[Stored data entries]
——————
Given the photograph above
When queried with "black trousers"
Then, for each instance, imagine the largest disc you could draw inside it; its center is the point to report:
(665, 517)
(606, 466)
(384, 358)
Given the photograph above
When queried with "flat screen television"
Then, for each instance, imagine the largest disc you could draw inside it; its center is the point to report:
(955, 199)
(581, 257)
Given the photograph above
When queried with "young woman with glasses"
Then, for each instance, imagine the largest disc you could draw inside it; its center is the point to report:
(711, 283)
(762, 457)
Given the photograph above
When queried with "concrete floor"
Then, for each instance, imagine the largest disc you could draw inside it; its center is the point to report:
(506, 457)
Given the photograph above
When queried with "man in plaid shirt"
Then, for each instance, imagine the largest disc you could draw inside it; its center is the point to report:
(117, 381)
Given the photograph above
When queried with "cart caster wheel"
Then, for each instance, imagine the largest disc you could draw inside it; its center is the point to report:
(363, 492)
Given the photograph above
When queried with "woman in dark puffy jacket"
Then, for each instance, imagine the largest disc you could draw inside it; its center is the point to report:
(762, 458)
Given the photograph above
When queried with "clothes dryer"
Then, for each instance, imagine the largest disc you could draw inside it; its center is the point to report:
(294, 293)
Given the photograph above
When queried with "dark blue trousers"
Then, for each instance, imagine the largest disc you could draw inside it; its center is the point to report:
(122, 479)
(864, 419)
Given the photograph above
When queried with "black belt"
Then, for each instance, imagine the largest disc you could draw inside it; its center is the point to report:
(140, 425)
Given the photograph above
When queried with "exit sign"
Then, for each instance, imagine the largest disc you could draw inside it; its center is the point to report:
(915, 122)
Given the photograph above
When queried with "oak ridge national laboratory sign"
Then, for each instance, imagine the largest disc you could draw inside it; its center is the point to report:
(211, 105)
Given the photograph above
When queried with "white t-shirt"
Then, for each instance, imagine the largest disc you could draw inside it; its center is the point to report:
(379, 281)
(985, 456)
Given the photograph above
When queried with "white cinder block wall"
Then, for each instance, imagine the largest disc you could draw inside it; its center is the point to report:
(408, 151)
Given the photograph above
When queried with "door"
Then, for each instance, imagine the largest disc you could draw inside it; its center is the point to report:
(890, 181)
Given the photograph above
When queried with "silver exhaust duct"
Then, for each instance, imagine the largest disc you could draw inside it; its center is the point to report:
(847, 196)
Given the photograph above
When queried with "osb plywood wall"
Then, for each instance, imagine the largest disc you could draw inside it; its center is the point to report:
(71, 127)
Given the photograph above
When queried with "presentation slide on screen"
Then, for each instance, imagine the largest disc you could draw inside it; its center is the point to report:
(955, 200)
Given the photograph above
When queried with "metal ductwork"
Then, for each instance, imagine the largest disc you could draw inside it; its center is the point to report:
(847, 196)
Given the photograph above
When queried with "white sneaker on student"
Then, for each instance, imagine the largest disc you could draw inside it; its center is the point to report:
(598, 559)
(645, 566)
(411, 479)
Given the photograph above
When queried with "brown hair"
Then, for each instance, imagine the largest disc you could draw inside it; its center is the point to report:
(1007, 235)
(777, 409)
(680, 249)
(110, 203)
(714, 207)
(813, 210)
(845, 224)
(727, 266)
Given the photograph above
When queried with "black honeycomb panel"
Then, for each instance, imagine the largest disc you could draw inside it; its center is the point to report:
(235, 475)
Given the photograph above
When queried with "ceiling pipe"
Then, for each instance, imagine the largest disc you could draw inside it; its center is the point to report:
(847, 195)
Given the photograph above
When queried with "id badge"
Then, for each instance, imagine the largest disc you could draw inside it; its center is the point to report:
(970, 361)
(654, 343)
——————
EXERCISE GOAL: Check each line of the records above, and copy those that hold the word "black".

OUTPUT BELOW:
When queried with "black trousers"
When queried with "black belt"
When queried with "black honeycomb panel"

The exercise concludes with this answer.